--- BEGIN ---
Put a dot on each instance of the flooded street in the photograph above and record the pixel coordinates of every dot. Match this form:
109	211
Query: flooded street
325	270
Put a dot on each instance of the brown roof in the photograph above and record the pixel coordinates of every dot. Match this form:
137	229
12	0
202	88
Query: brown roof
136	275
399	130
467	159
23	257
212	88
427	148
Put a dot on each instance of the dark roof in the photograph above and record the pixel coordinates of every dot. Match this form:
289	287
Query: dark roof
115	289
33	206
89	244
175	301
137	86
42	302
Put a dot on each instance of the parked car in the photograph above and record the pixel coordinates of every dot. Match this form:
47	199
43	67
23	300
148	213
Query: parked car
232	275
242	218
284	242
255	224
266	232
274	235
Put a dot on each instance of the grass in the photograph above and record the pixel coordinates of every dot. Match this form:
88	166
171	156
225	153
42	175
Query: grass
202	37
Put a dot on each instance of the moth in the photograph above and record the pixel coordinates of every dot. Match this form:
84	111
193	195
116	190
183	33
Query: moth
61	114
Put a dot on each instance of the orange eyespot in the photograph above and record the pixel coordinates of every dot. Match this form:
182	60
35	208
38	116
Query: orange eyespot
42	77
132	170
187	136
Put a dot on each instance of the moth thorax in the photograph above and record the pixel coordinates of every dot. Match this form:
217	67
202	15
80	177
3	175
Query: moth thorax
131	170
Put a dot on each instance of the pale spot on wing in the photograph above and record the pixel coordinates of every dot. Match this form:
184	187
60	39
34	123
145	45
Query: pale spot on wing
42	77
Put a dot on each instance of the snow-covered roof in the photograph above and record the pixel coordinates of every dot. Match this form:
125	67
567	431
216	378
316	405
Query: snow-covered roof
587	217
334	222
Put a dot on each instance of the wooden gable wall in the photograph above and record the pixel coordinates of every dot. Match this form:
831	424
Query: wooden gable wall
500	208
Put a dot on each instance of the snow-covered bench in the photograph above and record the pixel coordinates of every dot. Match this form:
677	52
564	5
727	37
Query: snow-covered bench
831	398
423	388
--- END ---
--- BEGIN ---
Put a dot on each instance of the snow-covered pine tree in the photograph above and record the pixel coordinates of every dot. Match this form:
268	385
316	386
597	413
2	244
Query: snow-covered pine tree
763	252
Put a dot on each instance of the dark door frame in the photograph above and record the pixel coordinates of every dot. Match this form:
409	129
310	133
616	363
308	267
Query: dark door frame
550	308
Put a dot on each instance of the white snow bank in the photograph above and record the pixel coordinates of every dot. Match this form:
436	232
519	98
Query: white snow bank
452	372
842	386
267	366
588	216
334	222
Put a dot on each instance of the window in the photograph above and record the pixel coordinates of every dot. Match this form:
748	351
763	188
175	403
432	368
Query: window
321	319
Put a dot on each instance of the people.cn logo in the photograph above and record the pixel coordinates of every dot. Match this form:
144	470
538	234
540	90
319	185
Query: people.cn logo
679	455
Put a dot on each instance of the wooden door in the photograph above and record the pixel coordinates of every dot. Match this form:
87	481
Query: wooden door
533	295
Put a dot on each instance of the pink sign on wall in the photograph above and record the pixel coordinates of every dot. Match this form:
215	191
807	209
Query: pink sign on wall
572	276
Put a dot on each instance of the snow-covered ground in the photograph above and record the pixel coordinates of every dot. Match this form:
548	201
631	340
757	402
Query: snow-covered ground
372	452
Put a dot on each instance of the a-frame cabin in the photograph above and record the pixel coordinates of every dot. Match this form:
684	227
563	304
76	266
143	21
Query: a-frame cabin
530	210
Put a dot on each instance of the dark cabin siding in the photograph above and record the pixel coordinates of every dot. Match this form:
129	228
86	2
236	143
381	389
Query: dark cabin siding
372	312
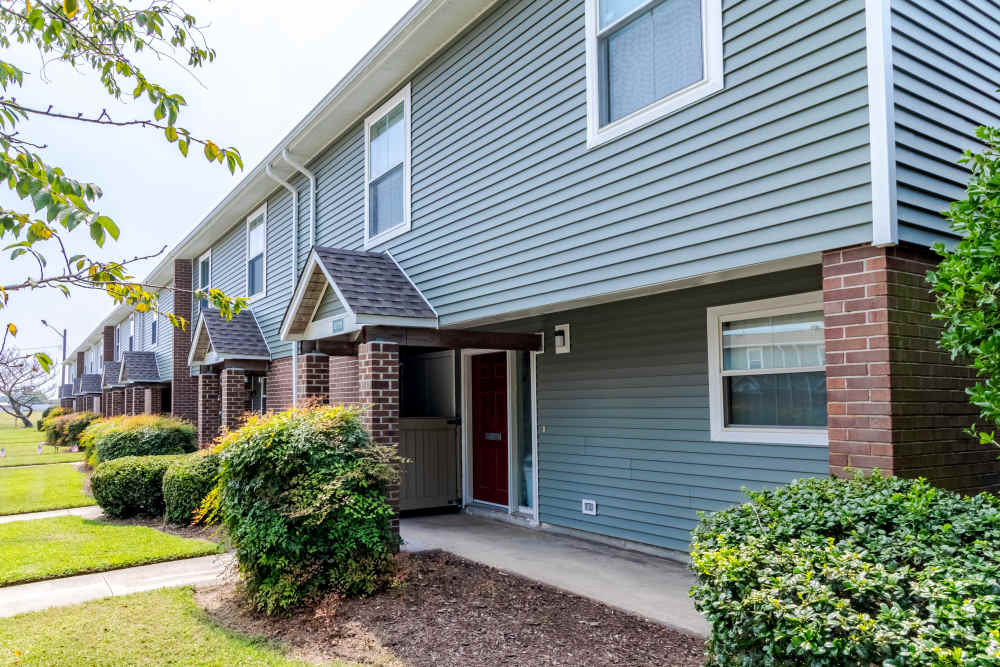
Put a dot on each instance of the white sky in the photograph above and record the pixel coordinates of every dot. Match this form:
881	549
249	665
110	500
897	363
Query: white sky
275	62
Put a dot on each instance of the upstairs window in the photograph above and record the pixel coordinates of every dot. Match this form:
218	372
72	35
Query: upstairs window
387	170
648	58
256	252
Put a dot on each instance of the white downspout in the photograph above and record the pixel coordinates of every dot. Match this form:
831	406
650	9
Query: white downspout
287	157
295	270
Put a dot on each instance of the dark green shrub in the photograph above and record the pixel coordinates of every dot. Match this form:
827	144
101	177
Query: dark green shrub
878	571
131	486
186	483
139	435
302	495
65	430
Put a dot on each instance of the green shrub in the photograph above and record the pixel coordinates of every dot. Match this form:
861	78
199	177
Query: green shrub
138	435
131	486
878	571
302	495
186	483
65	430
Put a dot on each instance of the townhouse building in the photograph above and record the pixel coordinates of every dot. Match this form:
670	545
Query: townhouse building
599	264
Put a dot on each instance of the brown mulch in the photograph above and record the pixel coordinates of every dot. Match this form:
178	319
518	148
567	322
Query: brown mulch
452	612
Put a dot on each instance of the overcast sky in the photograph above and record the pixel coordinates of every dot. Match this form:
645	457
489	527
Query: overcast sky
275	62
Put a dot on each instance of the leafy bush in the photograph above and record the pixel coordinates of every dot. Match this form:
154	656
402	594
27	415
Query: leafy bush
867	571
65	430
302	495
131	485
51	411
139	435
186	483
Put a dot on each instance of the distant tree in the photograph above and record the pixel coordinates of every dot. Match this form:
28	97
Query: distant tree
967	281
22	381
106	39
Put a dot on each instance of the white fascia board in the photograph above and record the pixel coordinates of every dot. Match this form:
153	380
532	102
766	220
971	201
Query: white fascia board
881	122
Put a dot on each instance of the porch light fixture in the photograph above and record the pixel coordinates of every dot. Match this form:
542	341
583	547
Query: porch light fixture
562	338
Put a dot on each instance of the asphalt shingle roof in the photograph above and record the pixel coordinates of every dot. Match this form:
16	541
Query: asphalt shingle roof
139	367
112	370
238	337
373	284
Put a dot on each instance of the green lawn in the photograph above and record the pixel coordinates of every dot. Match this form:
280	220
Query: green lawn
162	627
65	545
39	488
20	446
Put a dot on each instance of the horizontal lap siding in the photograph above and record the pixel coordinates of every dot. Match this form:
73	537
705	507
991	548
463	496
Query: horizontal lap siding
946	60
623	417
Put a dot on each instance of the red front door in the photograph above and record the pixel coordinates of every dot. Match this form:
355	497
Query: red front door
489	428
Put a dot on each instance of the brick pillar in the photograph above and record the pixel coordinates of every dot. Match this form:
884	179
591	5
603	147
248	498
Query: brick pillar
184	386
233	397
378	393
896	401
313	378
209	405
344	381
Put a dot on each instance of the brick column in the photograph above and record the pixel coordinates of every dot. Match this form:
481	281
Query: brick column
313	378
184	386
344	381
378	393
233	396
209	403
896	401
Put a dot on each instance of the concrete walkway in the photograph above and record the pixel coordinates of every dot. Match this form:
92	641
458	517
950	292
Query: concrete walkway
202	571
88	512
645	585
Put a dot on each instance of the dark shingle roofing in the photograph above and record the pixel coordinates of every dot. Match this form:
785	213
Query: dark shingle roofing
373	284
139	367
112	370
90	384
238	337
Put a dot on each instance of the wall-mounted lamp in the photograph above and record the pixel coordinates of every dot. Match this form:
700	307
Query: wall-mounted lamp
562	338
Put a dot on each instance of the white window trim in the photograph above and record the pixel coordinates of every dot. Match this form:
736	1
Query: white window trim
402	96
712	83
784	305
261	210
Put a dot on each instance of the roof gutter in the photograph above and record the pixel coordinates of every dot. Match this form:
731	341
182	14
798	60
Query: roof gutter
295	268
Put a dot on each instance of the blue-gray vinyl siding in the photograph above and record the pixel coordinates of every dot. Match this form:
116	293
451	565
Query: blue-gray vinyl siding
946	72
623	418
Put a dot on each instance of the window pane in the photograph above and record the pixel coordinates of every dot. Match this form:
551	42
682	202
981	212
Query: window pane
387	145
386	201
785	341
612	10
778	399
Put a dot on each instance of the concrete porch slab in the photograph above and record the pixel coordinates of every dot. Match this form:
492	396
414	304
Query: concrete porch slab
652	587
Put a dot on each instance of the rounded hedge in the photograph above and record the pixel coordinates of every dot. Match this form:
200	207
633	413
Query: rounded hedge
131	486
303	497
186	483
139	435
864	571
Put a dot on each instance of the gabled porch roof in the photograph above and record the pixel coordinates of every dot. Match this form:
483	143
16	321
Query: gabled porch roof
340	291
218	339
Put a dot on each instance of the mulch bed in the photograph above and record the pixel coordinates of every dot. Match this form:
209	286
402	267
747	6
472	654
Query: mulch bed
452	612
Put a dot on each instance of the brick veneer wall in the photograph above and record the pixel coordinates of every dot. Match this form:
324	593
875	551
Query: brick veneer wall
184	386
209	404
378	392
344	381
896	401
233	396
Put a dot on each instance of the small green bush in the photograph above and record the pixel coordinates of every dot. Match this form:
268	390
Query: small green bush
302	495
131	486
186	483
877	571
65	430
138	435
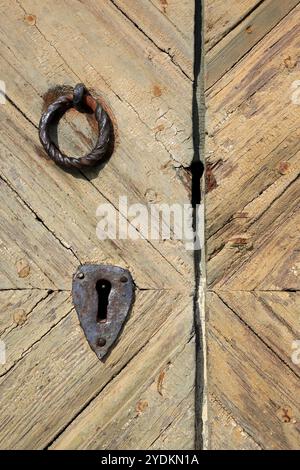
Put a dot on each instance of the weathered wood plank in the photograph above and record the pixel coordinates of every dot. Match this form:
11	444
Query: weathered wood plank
--- END ---
_REQUIRED TASK_.
Give the records again from the line with "Put a dot on each instance of the blue-gray" to the line with "Query: weathered wood plank", renaming "photograph" to "image" and changing nothing else. Leave the pictures out.

_EXERCISE ANSWER_.
Put a dot on each instance of the blue-gray vinyl siding in the image above and record the pixel coordinates of every dot. Match this form:
116	293
451	565
Query: blue-gray vinyl siding
946	72
623	418
Put a dot on each instance of the window pane in the image above and record the pixel coordinates of every dot. Match this form:
551	42
682	202
981	212
Query: window pane
387	145
386	201
785	341
612	10
778	399
Put a dot on each instance of the concrete porch slab in the image above and record the pixel coordinates of every dot. Match this form:
492	396
414	304
Query: concrete porch slab
652	587
Put a dot on each instance of the rounded hedge in the image above and record the pixel coordinates of every dot. Match this form:
200	207
633	413
Query: rounded hedge
131	486
303	497
186	483
139	435
864	571
Put a dot on each instance of the gabled porch roof in the image above and record the pixel coordinates of every dot. Match this form:
483	143
16	321
Query: gabled porch roof
340	291
218	339
Put a dot on each instance of the mulch bed in the image above and record the pixel coordinates of every dot. Match this form:
209	286
402	267
747	6
472	654
Query: mulch bed
452	612
Put a dot on each instance of the brick veneer wall in the image above and record the pixel coordinates of every dot. Match this form:
324	593
875	551
Query: brick veneer wall
184	386
209	404
378	392
344	381
896	401
233	396
Put a dot on each instance of the small green bush in the image above and record the pixel coordinates of every dot. Match this form:
268	390
Query: small green bush
302	495
131	486
186	483
877	571
65	430
138	435
Put a dot on each instance of the weathered wood plank in the image above and record the pixel coordinates of every dot. Match this form:
11	444
Query: weathered wood plank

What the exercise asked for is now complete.